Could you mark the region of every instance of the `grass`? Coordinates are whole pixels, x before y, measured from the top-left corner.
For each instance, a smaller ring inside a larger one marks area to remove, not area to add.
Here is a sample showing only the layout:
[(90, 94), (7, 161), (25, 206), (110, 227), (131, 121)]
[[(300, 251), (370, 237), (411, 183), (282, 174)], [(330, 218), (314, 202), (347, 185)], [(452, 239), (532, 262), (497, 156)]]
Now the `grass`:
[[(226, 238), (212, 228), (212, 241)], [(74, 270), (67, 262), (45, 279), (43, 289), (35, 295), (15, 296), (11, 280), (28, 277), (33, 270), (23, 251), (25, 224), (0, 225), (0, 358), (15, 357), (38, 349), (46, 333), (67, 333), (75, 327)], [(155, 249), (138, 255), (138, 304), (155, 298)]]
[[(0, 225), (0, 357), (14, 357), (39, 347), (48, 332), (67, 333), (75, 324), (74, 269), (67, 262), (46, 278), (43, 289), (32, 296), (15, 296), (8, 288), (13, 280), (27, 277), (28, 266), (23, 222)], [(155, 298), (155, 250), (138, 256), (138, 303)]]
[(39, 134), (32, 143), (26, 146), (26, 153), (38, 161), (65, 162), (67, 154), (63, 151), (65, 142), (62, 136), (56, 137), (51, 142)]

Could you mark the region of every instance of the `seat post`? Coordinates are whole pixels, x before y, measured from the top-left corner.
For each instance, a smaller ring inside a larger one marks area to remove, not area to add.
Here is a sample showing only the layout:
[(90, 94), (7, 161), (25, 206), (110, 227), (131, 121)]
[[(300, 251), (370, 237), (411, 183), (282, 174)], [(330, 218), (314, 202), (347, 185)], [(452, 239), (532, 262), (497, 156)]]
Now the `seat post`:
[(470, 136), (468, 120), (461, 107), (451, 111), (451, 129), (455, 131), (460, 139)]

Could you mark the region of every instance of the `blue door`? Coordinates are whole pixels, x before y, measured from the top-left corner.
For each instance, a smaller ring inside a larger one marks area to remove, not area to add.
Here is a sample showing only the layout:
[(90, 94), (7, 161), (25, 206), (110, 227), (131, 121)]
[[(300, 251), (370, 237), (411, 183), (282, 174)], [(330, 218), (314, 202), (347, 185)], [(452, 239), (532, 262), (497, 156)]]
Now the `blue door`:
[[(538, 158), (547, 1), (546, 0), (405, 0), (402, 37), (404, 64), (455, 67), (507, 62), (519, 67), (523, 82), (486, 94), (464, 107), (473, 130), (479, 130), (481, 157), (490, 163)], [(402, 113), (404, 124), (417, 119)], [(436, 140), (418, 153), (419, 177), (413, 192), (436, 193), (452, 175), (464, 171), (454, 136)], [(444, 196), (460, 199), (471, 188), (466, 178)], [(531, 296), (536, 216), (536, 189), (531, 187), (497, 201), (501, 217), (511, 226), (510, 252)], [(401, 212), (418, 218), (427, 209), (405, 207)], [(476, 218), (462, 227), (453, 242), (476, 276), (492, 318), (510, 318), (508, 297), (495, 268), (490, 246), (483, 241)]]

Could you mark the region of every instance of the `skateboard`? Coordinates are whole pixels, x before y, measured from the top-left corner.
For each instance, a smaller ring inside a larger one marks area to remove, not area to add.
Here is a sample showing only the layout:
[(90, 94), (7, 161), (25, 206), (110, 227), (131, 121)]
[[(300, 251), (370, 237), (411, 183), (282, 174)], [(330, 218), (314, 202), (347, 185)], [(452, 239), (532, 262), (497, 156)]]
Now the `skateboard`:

———

- [Task to complete] List each line in the rows above that contains the string "door". Letter case must match.

- [Output for this task]
Could you mark the region of every instance of the `blue door`? Coordinates are whole pixels, x before y, measured from the top-left corner.
Now the `blue door`:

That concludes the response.